---------- DATA EXCERPTS ----------
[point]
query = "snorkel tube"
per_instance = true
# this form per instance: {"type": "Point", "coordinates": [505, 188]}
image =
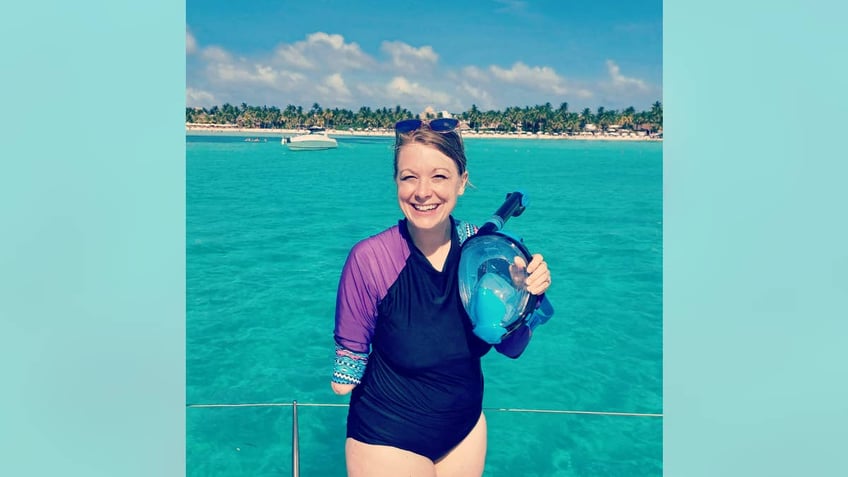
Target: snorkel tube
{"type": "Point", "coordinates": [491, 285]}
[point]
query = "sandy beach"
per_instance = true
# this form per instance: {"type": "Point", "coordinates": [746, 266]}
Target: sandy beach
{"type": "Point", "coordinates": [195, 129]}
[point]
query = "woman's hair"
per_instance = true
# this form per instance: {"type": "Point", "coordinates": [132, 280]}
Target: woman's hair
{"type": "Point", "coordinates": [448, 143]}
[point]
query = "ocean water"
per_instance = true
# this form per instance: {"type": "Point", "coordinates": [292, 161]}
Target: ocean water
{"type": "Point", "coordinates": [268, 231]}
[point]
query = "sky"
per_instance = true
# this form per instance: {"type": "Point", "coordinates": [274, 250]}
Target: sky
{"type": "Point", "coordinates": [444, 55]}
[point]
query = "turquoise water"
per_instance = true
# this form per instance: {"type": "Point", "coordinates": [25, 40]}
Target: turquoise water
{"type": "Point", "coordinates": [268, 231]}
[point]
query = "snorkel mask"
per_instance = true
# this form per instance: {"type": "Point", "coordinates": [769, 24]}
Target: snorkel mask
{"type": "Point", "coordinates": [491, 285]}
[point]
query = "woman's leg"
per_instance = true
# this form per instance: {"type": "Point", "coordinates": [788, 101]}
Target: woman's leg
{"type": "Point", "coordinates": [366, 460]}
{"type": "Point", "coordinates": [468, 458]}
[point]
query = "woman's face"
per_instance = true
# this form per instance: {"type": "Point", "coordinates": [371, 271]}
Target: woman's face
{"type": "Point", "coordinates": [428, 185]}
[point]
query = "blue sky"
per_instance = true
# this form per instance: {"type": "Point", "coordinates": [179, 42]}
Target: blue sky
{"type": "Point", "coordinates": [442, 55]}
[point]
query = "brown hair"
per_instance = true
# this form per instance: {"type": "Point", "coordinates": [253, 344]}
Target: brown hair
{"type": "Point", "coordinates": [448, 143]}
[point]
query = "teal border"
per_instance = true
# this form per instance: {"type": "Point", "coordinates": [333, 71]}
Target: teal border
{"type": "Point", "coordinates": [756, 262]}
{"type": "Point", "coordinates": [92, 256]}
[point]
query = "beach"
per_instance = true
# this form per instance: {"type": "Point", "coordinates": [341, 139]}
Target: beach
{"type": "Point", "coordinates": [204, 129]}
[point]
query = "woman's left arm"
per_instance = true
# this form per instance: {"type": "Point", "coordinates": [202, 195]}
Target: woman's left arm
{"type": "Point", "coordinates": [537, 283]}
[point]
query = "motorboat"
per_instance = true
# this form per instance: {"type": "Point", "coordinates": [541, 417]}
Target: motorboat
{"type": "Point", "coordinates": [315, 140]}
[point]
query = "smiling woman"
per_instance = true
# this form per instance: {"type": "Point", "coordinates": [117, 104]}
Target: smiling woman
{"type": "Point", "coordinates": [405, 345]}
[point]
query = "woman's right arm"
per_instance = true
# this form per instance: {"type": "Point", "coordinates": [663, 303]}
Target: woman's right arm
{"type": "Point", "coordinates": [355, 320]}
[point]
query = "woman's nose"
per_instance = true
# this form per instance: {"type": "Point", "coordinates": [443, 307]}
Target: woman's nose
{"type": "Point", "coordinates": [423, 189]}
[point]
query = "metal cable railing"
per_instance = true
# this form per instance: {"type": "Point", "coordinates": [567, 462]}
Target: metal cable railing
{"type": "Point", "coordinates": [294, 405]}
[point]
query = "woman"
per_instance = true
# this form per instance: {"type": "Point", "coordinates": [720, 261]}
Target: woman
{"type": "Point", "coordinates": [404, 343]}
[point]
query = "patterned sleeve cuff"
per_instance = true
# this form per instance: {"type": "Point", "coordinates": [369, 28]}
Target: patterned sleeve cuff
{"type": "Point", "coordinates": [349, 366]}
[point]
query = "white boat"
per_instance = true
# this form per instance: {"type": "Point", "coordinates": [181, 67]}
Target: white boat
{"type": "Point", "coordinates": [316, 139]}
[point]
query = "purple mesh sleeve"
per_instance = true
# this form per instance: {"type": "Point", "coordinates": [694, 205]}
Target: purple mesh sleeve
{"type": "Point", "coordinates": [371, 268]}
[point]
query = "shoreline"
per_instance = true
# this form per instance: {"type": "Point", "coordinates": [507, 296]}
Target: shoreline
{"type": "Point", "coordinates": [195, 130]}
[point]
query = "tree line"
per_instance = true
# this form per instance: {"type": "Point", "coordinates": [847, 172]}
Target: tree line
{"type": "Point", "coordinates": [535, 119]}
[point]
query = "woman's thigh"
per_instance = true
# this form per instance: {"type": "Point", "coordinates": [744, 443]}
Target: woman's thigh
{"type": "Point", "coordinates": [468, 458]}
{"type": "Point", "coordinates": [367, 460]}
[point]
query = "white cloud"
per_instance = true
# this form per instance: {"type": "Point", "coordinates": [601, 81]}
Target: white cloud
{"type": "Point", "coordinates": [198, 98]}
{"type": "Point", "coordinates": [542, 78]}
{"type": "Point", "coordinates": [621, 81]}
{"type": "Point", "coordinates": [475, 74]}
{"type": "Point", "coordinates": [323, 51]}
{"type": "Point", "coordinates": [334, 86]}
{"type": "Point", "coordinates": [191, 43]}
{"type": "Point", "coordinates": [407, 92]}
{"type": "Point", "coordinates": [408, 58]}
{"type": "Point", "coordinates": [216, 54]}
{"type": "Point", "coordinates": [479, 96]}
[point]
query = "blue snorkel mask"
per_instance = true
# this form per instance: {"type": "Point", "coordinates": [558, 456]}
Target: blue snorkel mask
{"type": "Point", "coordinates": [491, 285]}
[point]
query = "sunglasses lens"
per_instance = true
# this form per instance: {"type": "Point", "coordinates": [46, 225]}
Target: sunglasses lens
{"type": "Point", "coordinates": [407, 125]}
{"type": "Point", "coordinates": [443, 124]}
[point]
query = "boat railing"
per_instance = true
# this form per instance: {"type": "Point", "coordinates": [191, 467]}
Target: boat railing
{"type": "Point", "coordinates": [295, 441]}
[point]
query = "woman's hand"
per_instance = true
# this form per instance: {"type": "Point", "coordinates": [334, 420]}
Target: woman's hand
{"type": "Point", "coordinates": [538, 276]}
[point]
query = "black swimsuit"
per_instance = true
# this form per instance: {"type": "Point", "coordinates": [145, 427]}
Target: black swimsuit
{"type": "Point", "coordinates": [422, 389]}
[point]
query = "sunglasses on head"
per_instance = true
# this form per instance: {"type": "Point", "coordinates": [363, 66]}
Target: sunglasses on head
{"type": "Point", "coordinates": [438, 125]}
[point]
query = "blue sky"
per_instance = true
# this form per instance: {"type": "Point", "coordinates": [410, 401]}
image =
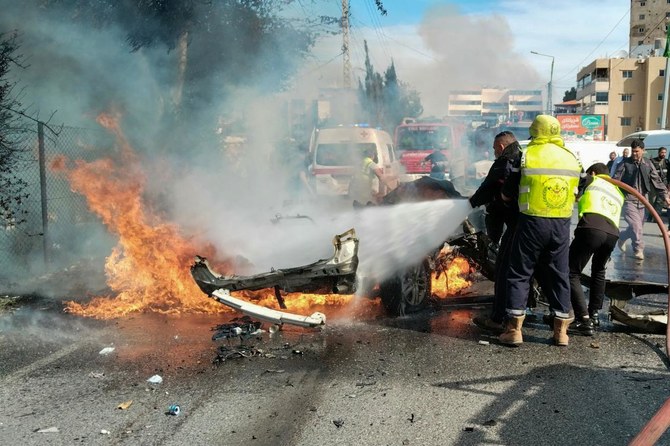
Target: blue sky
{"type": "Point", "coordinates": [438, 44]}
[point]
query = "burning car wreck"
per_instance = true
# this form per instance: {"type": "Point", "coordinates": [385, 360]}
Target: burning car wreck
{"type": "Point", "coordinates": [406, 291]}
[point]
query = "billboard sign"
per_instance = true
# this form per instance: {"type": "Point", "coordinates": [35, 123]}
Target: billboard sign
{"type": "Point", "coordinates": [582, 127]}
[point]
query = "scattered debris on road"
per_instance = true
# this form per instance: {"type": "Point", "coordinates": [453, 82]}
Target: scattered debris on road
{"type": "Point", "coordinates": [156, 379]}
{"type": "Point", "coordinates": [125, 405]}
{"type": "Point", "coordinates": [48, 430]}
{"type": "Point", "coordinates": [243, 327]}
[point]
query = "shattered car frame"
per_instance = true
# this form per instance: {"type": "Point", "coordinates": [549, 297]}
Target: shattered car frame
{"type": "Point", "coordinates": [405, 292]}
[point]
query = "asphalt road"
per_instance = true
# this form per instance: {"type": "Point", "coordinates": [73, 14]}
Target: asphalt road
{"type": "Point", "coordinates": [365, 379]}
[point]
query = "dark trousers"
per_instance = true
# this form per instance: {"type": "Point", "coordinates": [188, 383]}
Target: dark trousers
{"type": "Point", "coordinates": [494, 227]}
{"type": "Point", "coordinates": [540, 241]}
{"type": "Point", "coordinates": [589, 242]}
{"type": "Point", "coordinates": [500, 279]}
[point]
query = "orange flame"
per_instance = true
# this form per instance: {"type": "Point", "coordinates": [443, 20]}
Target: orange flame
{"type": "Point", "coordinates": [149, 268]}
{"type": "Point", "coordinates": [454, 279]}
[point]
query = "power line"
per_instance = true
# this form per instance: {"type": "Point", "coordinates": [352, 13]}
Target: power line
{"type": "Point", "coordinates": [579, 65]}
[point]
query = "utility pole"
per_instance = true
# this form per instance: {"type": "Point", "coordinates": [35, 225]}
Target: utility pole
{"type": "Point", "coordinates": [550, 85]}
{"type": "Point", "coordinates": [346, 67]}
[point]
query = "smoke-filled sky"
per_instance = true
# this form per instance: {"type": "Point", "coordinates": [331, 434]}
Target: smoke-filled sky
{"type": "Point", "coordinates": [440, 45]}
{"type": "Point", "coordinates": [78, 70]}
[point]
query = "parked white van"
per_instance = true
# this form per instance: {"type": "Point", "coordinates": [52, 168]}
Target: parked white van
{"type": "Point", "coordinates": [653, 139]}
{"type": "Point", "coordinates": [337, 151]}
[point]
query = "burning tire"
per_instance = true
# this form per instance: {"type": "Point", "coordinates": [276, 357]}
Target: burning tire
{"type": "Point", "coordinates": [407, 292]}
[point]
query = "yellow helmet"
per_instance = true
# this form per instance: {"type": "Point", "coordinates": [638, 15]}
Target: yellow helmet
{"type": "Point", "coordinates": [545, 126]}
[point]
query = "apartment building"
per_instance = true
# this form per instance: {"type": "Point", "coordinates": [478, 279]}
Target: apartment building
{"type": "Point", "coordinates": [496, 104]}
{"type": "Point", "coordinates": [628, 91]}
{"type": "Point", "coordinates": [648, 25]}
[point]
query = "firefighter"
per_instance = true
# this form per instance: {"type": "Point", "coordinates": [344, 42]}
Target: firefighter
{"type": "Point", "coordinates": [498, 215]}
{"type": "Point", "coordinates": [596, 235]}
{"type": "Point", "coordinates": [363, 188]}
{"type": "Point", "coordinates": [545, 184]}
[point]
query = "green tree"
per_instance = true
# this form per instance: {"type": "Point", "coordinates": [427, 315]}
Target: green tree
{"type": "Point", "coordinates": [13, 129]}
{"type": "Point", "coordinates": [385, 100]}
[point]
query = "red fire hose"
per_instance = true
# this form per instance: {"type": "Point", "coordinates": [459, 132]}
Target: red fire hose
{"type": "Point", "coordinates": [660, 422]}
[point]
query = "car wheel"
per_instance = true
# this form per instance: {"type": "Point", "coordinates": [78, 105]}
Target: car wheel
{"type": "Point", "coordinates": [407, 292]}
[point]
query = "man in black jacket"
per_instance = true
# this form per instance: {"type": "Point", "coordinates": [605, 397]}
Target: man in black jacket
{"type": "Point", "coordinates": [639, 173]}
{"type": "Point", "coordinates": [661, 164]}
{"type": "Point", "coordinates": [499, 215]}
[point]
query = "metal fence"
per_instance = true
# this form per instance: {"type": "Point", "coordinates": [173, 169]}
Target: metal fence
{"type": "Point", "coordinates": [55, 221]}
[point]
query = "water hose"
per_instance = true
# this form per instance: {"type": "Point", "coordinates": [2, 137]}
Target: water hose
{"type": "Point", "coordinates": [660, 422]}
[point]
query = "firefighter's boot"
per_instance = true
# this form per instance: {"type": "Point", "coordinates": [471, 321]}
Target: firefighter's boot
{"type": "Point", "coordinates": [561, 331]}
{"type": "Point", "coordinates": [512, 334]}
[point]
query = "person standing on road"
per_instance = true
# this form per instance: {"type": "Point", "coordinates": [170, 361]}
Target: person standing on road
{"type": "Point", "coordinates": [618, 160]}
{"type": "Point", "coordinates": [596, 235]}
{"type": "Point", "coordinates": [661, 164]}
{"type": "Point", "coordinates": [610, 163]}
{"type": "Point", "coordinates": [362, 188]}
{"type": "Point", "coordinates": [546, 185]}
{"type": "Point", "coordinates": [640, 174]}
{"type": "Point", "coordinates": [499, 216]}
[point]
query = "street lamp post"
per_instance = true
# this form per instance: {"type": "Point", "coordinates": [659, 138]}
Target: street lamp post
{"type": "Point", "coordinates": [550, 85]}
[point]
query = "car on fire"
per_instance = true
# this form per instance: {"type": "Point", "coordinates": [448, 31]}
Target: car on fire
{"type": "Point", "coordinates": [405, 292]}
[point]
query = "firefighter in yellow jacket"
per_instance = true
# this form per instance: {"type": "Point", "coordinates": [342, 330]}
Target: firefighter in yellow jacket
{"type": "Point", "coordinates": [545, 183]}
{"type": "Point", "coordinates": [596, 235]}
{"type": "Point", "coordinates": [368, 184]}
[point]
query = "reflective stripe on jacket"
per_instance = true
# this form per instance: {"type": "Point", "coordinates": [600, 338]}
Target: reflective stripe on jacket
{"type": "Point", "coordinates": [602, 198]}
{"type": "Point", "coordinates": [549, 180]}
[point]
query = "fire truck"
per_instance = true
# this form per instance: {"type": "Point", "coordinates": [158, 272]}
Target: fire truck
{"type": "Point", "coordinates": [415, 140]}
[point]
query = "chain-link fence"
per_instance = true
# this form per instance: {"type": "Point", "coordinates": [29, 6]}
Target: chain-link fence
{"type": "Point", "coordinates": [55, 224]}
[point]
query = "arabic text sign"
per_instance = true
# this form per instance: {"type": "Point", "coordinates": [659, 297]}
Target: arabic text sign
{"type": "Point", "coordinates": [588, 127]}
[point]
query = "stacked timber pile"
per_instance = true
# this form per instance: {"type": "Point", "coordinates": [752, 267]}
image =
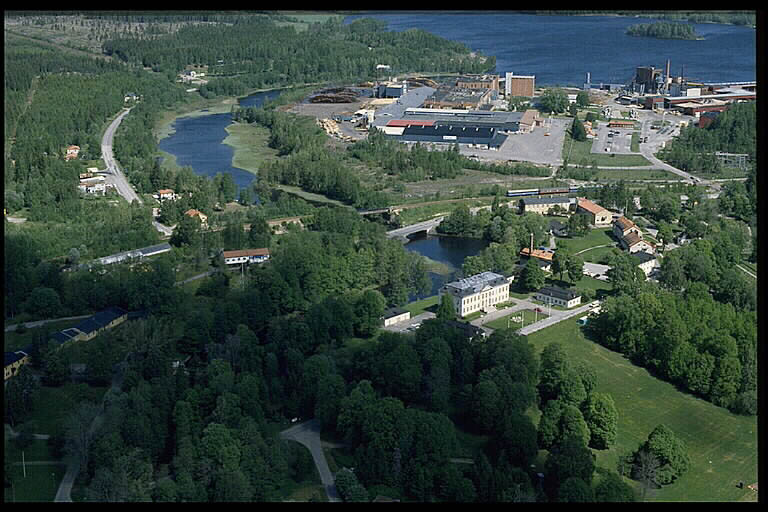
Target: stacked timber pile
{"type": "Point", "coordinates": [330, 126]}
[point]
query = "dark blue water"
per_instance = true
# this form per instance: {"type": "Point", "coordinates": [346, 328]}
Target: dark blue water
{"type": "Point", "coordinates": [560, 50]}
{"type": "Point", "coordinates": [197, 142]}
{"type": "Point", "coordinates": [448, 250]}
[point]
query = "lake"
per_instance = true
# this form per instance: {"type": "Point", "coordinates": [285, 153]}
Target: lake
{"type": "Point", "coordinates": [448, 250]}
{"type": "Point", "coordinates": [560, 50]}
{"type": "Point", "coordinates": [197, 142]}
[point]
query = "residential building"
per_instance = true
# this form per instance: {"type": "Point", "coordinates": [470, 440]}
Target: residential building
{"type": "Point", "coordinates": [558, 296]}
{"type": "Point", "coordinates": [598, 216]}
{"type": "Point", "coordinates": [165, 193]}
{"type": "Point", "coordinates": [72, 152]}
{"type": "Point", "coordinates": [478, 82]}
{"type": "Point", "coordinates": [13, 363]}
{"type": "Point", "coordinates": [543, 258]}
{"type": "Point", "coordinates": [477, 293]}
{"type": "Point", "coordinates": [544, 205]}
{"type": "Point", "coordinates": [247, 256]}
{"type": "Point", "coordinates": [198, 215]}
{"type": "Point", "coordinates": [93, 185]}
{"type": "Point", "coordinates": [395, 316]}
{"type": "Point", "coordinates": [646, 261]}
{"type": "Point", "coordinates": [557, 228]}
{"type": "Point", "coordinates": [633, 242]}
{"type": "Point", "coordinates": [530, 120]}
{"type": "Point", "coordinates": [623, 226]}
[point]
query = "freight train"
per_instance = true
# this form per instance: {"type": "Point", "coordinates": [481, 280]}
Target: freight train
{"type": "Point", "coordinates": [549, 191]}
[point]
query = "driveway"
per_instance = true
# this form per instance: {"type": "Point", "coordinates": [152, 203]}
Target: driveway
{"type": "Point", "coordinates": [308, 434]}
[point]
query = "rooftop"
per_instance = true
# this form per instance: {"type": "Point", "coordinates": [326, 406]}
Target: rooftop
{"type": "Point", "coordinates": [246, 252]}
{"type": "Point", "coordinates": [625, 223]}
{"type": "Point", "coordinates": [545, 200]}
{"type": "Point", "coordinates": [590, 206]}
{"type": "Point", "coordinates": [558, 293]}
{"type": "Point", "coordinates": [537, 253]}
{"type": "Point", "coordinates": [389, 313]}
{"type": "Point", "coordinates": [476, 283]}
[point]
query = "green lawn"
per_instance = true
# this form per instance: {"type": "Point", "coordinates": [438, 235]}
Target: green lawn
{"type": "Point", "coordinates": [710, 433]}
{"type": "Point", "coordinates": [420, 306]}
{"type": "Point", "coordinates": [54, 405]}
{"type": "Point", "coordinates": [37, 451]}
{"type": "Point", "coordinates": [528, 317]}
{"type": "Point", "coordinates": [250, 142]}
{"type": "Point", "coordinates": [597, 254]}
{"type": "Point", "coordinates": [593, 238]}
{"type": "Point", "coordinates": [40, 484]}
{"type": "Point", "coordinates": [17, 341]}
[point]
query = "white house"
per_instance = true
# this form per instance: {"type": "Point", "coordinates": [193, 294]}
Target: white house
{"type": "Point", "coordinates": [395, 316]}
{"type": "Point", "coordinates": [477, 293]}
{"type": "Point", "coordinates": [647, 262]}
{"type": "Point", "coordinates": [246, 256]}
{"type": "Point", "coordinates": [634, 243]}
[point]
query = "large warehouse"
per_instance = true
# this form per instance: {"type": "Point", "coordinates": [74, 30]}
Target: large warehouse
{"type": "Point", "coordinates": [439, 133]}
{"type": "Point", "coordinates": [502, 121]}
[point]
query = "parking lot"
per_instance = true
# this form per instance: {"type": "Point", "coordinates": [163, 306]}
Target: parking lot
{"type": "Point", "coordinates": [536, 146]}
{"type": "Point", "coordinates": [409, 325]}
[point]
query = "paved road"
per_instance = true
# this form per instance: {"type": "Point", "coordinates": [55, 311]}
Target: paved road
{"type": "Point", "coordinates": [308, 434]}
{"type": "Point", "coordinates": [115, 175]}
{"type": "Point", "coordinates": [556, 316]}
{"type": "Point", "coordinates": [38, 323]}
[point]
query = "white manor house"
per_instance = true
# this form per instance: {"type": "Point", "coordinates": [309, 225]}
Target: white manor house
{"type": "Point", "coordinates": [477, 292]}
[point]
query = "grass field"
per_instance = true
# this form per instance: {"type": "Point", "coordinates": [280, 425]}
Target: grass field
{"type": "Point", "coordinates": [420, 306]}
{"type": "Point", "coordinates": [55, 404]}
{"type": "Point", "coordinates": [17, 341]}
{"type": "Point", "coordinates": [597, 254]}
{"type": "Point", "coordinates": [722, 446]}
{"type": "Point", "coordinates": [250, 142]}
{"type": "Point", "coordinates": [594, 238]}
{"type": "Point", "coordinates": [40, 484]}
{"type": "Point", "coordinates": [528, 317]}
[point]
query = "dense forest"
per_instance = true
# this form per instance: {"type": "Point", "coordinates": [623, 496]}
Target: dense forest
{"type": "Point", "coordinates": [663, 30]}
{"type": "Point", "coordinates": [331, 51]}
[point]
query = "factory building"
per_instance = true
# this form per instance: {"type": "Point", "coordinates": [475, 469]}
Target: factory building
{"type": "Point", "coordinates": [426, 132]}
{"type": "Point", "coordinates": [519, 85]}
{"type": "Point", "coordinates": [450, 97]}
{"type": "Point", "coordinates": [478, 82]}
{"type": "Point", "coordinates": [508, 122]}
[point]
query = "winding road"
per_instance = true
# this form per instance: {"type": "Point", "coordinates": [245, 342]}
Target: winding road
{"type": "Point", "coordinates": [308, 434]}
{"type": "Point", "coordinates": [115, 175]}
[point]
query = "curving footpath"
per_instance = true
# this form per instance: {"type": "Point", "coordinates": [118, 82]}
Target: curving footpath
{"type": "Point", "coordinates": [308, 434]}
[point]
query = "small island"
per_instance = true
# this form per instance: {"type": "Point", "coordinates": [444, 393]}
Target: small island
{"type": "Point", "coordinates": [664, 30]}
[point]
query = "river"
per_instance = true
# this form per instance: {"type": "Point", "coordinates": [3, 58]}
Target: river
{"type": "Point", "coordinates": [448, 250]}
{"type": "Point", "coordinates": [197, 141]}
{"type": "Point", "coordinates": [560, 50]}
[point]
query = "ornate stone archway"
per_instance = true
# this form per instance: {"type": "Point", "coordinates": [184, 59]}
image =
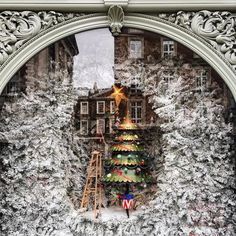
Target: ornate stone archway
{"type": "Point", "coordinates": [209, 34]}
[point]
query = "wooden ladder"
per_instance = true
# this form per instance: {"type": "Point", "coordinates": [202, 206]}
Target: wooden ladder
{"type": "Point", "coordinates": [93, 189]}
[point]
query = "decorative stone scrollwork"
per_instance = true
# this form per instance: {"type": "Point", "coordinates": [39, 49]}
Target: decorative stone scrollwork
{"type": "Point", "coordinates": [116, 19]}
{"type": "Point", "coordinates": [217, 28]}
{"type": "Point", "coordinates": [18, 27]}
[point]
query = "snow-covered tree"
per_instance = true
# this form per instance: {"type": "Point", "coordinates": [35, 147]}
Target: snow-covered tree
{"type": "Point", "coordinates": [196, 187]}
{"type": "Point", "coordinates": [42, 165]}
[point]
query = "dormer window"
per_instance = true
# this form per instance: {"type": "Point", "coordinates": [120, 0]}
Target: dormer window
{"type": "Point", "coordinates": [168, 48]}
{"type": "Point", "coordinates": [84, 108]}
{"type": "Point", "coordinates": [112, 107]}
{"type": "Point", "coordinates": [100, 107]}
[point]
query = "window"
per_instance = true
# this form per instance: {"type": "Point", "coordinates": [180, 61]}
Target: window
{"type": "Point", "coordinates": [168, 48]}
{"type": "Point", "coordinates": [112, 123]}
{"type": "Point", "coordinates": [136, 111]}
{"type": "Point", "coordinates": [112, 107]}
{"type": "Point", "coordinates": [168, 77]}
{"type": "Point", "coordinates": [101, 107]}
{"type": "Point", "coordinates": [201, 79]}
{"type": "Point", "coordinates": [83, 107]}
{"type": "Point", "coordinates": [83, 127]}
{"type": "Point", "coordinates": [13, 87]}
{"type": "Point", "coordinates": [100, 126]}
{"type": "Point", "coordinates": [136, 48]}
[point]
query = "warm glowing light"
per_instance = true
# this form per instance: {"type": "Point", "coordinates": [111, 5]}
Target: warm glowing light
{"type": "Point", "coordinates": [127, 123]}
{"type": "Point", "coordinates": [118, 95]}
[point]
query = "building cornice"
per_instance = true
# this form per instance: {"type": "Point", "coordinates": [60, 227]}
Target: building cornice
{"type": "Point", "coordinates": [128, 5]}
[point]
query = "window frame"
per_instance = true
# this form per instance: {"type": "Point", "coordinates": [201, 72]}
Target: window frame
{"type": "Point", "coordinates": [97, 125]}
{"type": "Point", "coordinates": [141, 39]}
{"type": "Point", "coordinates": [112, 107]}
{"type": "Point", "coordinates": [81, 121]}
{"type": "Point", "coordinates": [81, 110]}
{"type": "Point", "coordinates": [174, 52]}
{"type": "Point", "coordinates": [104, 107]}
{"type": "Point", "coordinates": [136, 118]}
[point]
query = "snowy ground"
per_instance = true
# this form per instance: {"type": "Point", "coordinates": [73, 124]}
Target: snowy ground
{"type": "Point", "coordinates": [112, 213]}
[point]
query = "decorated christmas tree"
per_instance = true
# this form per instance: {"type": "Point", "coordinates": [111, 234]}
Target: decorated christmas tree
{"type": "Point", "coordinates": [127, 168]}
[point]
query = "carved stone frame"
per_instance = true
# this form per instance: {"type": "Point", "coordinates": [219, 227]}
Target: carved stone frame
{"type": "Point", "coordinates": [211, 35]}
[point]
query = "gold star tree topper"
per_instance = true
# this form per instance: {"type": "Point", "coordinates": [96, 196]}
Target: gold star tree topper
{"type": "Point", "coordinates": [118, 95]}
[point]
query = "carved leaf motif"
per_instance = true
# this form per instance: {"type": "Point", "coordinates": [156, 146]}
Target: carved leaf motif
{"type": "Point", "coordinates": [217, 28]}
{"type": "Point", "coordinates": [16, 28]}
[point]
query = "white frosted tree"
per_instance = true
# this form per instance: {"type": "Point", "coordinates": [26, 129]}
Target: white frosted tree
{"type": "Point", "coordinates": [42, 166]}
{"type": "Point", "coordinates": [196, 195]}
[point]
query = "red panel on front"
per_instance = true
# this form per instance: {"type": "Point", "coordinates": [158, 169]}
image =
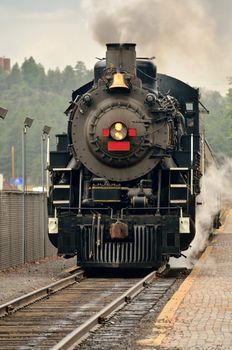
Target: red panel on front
----------
# TASK DETAILS
Please count the lines in the listing above that contain the string "factory", treating uppercase and lowercase as different. Reply with only that number.

# EXPECTED ANSWER
2